__Records shown__.
-*-*-
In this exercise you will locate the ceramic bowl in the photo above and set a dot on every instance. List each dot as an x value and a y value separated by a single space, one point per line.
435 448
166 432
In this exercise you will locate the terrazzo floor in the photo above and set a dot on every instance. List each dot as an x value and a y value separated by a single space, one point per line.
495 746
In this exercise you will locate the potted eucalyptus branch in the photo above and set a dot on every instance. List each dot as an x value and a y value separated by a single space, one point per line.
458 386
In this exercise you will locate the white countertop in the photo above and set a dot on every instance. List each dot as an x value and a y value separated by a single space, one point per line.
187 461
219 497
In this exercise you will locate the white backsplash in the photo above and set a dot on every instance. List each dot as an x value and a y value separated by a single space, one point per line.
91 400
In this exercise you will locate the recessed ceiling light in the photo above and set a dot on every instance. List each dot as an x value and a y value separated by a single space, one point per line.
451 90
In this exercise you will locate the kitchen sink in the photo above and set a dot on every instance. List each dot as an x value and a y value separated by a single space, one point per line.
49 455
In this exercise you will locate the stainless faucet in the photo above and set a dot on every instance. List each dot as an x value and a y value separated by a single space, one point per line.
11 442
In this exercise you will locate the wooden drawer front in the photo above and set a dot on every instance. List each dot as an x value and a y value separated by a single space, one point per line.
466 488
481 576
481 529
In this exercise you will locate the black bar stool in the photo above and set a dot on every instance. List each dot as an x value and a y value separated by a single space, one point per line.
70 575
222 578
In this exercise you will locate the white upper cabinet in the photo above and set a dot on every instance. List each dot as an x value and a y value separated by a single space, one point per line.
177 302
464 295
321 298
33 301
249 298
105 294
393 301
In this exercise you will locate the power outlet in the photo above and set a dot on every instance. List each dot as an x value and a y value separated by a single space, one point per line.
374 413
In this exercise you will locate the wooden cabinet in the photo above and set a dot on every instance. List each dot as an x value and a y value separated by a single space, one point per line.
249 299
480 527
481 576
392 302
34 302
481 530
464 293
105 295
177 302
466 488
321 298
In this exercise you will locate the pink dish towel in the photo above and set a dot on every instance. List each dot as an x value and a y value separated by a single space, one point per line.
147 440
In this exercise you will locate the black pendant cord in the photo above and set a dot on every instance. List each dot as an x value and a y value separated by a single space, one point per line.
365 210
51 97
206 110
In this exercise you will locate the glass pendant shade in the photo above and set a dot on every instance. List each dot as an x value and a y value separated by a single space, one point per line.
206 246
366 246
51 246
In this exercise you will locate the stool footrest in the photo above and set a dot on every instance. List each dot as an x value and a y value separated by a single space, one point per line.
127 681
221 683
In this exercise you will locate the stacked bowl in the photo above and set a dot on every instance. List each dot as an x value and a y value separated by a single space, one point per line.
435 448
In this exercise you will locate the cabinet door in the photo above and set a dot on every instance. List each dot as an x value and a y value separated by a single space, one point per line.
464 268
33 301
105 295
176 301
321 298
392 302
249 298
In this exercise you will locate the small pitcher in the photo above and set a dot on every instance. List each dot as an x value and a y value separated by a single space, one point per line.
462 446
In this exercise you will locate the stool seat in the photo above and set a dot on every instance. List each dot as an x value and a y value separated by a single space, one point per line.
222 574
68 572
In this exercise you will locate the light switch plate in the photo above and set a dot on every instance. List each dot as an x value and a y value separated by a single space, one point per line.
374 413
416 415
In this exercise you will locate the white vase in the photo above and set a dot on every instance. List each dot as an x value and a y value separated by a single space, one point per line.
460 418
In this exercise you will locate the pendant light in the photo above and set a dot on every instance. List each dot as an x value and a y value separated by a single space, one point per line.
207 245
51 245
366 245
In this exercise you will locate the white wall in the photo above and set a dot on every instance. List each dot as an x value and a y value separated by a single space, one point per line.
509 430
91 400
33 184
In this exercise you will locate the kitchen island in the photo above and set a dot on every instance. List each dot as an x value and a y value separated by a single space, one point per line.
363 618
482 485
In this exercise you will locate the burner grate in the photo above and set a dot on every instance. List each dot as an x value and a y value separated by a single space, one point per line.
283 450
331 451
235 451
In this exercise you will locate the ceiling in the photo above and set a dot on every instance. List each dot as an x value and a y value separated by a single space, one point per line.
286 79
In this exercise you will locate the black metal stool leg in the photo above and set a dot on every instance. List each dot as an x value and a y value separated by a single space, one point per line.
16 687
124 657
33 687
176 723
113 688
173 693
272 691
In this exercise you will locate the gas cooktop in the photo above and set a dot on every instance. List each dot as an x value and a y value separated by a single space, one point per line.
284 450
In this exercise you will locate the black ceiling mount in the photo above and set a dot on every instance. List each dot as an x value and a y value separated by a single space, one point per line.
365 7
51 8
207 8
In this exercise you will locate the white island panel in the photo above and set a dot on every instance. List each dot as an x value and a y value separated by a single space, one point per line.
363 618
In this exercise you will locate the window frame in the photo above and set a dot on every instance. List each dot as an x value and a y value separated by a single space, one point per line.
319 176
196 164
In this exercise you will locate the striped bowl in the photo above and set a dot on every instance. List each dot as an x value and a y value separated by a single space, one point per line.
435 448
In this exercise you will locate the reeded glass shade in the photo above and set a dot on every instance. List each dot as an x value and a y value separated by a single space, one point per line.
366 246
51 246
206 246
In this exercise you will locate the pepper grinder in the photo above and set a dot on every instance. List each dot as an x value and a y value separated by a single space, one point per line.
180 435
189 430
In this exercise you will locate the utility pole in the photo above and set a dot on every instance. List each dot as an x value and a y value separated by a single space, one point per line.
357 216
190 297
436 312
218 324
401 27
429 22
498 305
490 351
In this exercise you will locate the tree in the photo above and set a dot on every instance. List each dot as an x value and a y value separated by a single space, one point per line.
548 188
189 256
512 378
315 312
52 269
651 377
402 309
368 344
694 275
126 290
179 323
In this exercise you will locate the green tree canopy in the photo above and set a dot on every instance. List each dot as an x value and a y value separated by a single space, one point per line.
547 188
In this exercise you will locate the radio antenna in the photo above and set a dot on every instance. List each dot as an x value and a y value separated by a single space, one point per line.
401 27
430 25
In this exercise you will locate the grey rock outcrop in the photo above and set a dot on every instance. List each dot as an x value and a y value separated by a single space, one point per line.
-*-*-
__Your objective__. Give the records again, unchanged and complete.

__Response area__.
In this exercise you will locate the ceramic bowl in the photo above and set a dot on every instance. List each dot as an x value and a y value separated by a single space, one point per line.
435 448
166 432
In this exercise you will locate the terrazzo floor in the photo above and set a dot on every instance. List each dot as an x value and a y value separated by a single space, one point per line.
495 746
In this exercise you will locate the potted eucalyptus branch in the photo above and set a dot on every instance. List each dot as an x value and a y value separated by a single space, one point per line.
458 386
In this exercise you will locate the white countertop in the photo above and set a dot on every instance. List each dot as an x value and a y value separated by a single space, one point per line.
187 461
219 497
In this exercise you will locate the white backsplash in the photo above and set a dot on every instance. List each dot as an x value and a y value separated by a single space, one point per line.
91 400
In this exercise you will locate the recessed ceiling light in the photo above and set a dot on every instance. List each dot as an x value and a y value separated by a single space, one point per line.
451 90
In this exercise you will locate the kitchen sink in the photo above and set a dot on every instance. List each dot as an x value and a y value separated by a single space, one point per line.
49 455
In this exercise you will locate the stainless faucet in the photo above and set a dot on every instance. List each dot as an x value and a y value separated by a single space, one point per line.
11 442
In this exercise you will locate the wooden drawer front in the photo above and set a dot on every instance. List each dot as an x value and a y value separated by a single space, one point per line.
466 488
481 576
481 529
In this exercise you will locate the black bar stool in the photo above and set a dot on every instance. List each dot as an x value and a y value separated by a single space, one point per line.
70 575
222 578
In this exercise you will locate the white upper cabinet in the photo above and set a dot on every instance. List each dot as an x value and a y value separated by a single space, one point per line.
177 302
464 295
321 298
33 301
249 298
105 294
393 301
In this exercise you will locate the power outlet in the photo above and set a dot on every instance. List each dot as an x value and a y value separated by a single space, one point per line.
374 413
In this exercise you will locate the wooden cabinet in the photo above and set a dot on every instance. List each dot as an x value and a y value separated by a single space, one point per line.
249 299
480 527
481 576
392 302
34 302
481 530
464 293
105 295
177 302
466 488
321 298
In this exercise you will locate the pink dish towel in the photo above and set a dot on every instance. List each dot as an x value and a y value separated by a single space, one point per line.
147 440
In this exercise you will locate the black pendant cord in the photo above and set a dot on every instance. List each dot as an x value and a y value separated by a single space, one point per line.
365 210
51 97
206 110
In this exercise you will locate the glass pendant shade in the photo above and set a dot on every instance. List each dot as an x value and a y value separated by a single space, one point per line.
206 246
366 246
51 246
In this exercise you will locate the stool footrest in the photo above and set a dot on every instance. List each dot as an x value and a y value separated by a single space, one point per line.
127 681
221 683
In this exercise you will locate the stacked bowl in the photo above and set a dot on every instance. List each dot as an x value and a y value separated by a single space, one point per line.
435 448
In this exercise you will locate the cabinet door in the photo above and set a dot on every instance. List each dot as an x value and a y value separated by a single space, one point per line.
464 268
33 301
105 295
176 301
321 298
392 302
249 298
In this exercise you will locate the small pitcher in the photo above and set a dot on every instance. List each dot as an x value and a y value separated by a single space, one point per line.
462 446
In this exercise you will locate the stool seat in the photo above and set a dot on every instance. List each dot as an x value and a y value separated by a single space, one point per line.
222 574
68 572
In this exercise you will locate the light switch plate in the photo above and set a dot on every instance. List each dot as an x value and a y value separated by a single space, one point per line.
374 413
416 415
In this exercise you will locate the white vase in the photo above and set a dot on every instance. List each dot as an x value and a y value separated by a single space, one point per line.
460 418
In this exercise you will locate the pendant light in the photo above and set a dot on every instance. List each dot as an x value and a y value separated by a single space, one point per line.
207 245
51 245
366 245
In this exercise you will locate the white wall in the photo above and set a dot on every instance. List each dot as an x value and a y value separated by a single space, one point per line.
509 430
91 400
33 184
In this exercise you will locate the kitchen island in the photo above and set a dot on every instance. List each dot as an x value and a y value separated by a single space, one point per line.
363 618
482 485
In this exercise you will locate the burner grate in the photo above and set a dot on every instance. List each dot as an x value and a y value separated by a single space, one point per line.
283 450
331 451
235 451
In this exercise you will locate the ceiling in the photo above and set a dot on every instance. List each dot as an x value and a y value separated by a single space, one point per line.
286 79
In this exercise you will locate the black metal stool leg in the photo above and set a dot on every instance. List each dot as an x value and a y value separated by a single space, one point per line.
16 687
124 657
33 687
176 723
113 688
173 693
272 691
In this exercise you will locate the gas cooktop in the photo above and set a dot on every instance. List each dot as an x value and a y value separated by a single space, one point per line.
284 450
In this exercise you will locate the black ceiling mount in the photo above and set a dot on every instance. List each dot as an x value and a y value separated by a single space, one point per line.
365 7
51 8
207 8
In this exercise you will locate the white island panel in the photo above and set a dot on every instance. List each dot as an x value and a y value separated by a single space, one point per line.
363 618
In this exercise you will locate the window frame in the photo above and set a dot on every instance. List each dot as an x value and a y value separated by a single space, one point per line.
319 176
196 164
In this exercise you will locate the striped bowl in the photo above and set a dot on every instance. List each dot as an x value and a y value separated by a single space, one point per line.
435 448
In this exercise you will locate the reeded glass shade in the photo above and set a dot on every instance. List each dot as an x value and a y value separated by a single space, one point per line.
366 246
51 246
206 246
In this exercise you will locate the pepper grinder in the photo above and set a dot on every instance. List each dot as an x value and a y value separated by a single space, one point per line.
180 435
189 430
In this exercise you will locate the utility pole in the photo above and set a dot on every instance. List each dot as an x value and a y value separated by a single space, one point per line.
357 216
190 297
436 312
218 324
401 27
429 22
498 305
490 351
In this exercise you will locate the tree in the photo above and set a dot on every instance. List each dot as an x value and a y value separated by a single space, one point per line.
548 188
189 256
512 378
315 312
52 269
651 377
402 309
368 344
694 275
126 290
179 323
In this exercise you will locate the green tree canopy in the photo above and set a dot on every instance. List each dot as an x value and a y value separated by a single space, one point per line.
547 188
In this exercise you will locate the radio antenna in the photo above and set a dot on every instance. List each dot as an x value and a y value separated by a single space, one point per line.
401 27
430 25
In this exercise you will locate the grey rock outcrop in the photo above and set a dot on every instance. List each dot as an x value and a y value separated by a single space, one point per line.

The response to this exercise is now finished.